# STATED GOAL
Write out the listing beneath this instruction in its entirety, exactly as it reads.

# MATERIAL TO PROCESS
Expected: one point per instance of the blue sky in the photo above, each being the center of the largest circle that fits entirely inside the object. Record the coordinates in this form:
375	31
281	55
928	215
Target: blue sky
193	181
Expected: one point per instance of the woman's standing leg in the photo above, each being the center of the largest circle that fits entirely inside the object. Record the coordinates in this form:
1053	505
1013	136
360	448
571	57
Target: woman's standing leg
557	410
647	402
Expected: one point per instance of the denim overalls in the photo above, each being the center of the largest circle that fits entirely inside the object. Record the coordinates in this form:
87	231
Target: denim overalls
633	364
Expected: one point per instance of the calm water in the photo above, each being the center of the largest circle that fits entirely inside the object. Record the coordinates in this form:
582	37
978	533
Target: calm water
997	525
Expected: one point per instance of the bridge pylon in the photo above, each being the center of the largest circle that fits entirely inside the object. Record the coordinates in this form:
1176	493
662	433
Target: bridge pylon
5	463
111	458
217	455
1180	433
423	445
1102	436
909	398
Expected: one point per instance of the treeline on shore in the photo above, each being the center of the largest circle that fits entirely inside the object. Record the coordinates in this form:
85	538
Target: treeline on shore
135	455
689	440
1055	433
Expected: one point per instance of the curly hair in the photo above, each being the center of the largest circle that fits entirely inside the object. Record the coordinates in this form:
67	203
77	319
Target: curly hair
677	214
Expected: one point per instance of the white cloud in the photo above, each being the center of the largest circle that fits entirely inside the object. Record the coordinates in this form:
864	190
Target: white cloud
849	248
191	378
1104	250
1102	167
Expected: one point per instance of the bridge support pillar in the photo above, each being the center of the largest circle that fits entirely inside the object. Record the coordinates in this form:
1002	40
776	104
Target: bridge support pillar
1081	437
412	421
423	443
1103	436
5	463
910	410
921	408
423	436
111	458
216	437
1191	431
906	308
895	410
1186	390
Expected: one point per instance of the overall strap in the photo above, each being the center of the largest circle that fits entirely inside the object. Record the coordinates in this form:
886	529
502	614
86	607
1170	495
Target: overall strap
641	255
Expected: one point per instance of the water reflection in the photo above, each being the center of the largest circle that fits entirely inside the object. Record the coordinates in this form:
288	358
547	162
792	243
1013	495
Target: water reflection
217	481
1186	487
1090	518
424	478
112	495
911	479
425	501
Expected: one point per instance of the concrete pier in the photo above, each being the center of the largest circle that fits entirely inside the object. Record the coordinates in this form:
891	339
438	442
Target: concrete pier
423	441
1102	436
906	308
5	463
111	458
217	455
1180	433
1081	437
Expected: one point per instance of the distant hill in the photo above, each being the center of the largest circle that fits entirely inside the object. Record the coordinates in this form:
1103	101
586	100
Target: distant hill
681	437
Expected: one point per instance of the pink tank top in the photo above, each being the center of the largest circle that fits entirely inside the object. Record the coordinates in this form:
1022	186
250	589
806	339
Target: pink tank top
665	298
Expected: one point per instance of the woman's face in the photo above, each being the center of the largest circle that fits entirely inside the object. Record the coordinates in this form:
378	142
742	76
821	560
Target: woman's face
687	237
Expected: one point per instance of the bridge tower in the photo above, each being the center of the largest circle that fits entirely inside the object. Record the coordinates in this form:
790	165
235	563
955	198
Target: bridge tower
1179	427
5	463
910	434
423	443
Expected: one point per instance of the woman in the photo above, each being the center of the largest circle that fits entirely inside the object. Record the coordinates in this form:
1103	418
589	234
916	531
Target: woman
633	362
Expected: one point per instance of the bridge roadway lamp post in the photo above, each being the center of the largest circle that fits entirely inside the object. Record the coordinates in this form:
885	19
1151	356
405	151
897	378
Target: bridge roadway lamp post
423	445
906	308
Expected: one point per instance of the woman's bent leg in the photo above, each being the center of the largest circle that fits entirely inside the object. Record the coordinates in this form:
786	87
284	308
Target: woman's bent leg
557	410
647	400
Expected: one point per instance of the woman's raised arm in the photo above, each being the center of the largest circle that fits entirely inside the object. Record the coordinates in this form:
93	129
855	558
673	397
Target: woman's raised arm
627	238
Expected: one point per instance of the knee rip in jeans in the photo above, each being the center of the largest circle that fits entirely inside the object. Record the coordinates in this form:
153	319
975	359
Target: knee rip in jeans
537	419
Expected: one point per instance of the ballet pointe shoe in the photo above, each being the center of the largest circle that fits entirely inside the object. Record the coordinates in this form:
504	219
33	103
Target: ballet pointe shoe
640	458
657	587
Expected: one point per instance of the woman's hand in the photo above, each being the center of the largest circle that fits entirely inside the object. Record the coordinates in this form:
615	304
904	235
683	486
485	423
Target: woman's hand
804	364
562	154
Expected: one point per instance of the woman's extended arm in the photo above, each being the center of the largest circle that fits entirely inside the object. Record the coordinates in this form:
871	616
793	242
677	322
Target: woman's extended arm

# COMPLETE ANSWER
Expected: one point per instance of the blue sky in the photo above, each being the center of the largest circle that fits entirely inside the object. Record the coordinates in this form:
375	31
281	55
928	215
Target: blue sky
193	181
Expected: one point per instance of the woman's standing leg in the photo above, each being the center of the largest circle that fits entirely inside the object. Record the coordinates in this form:
1053	505
1013	136
360	448
571	57
Target: woman's standing leg
557	410
647	402
Expected: one point per instance of the denim overalls in the photo above, each being the center of the largest circle that fits entirely inside the object. Record the coordinates in this form:
87	231
Target: denim overalls
633	364
Expected: one point per instance of the calm water in the photo above, each being the center of the largest circle that fits entirely inside the object. Record the coordinates in this form:
582	37
978	533
Target: calm water
997	525
Expected: one point per instance of the bridge pylon in the photo above, each being the center of the largest circle that fits entirely inside the object. Record the coordinates in this form:
1176	493
662	433
Target: bridge pylon
5	463
111	458
217	455
1180	433
423	445
1102	436
909	398
Expected: one point per instance of the treeline on shore in the photo above, each being the center of the largest circle that fits entirely inside the object. Record the coordinates in this form:
85	538
Target: treeline on shore
135	455
689	440
1055	433
Expected: one point per instance of the curly hair in the photo above, each being the center of the largest circle that fits entirely inside the object. Record the coordinates in this form:
67	203
77	319
Target: curly hair
677	214
Expected: one point per instance of the white cloud in the photo above, each being the center of the largest circle that fits entirely inside the object. Record the coordinates in this form:
864	190
Target: white cloud
849	248
191	378
1104	250
1102	167
Expected: one point per instance of the bridge support pillar in the photo above, each being the center of the largest circle that fits entirely inside the object. Record the coordinates in this form:
1002	40
776	104
Target: bridge support pillar
1081	437
412	421
423	443
1103	436
5	463
910	410
921	408
423	436
111	458
216	437
1191	431
906	308
895	410
1186	390
Expected: one point per instance of the overall strap in the photo above, each being the center of the largest circle that fits entirely inside the object. Record the coordinates in this form:
886	529
502	614
86	607
1170	495
Target: overall strap
641	255
Expected: one point per instance of the water reflection in the photo above, each being the center of the largest circle that fits entirely inside the object. Record the coordinates in this form:
288	358
547	162
792	243
1013	495
Target: water reflection
217	481
1186	487
1090	518
424	478
112	495
911	479
425	501
Expected: one point per instance of the concrete pier in the photo above, each being the center of the largest circle that fits entirely inside the object. Record the coordinates in this form:
891	339
438	442
Target: concrete pier
423	441
1102	436
906	308
5	463
111	458
217	455
1180	433
1081	437
Expected: one point per instance of the distant hill in the photo above, each being the center of the largest circle that fits entirely inside the object. Record the coordinates in this form:
1103	101
586	100
Target: distant hill
681	437
Expected: one point per instance of the pink tank top in the photo above, each being the center of the largest circle that fits entirely inside the object. Record the coordinates in this form:
1022	186
250	589
806	339
Target: pink tank top
665	298
Expected: one point per instance of the woman's face in the photo above, each being the center of the largest circle that fits entirely inside the object. Record the coordinates in this form:
378	142
742	76
821	560
Target: woman's face
687	237
Expected: one point per instance of the bridge tower in the photo above, each being the center of the largest circle that fits entirely inside the object. Record the coordinates in this form:
790	165
235	563
955	198
Target: bridge tower
1179	427
5	463
910	434
423	443
Expected: one point per instance of the woman in the photo above, each being the center of the largest circle that fits entirely inside the object. Record the coordinates in this form:
1103	418
589	234
916	531
Target: woman
633	362
Expected: one point per instance of the bridge roadway lamp post in the photo above, each being the center of the largest circle that fits entirely inside the object. Record the coordinates in this form:
885	19
1151	356
405	151
897	378
Target: bridge roadway lamp post
423	445
906	308
Expected: one point per instance of the woman's bent leg in the photo above, each being the center of the largest circle that fits entirely inside the object. Record the coordinates in this form:
786	87
284	308
Target: woman's bent leg
557	410
647	400
Expected: one point per instance of the woman's raised arm in the photo above, each being the center of the largest circle that fits entirely inside the object. Record the coordinates in this form:
93	129
855	558
673	397
Target: woman's raised arm
627	238
Expected: one point per instance of the knee rip in jeans in the photo above, each being the center of the largest circle that fits entirely inside the object. Record the coordinates in this form:
153	319
975	359
Target: knee rip in jeans
537	419
Expected: one point per instance of the ballet pointe shoe in the photo above, each being the center of the largest circle that fits entirely inside the object. Record the coordinates in this form:
504	219
33	103
Target: ballet pointe shoe
640	458
657	587
Expected: one point per instance of the woman's hand in the photo above, each being the center of the largest circle that fits entirely inside the object. Record the coordinates in this form:
615	304
904	235
683	486
485	423
Target: woman's hand
804	364
562	154
Expected: one point per instance of the woman's extended arm in the photo above, each being the center of the largest circle that fits entirely inside the object. Record the coordinates in this form:
871	616
793	242
677	322
Target: woman's extended arm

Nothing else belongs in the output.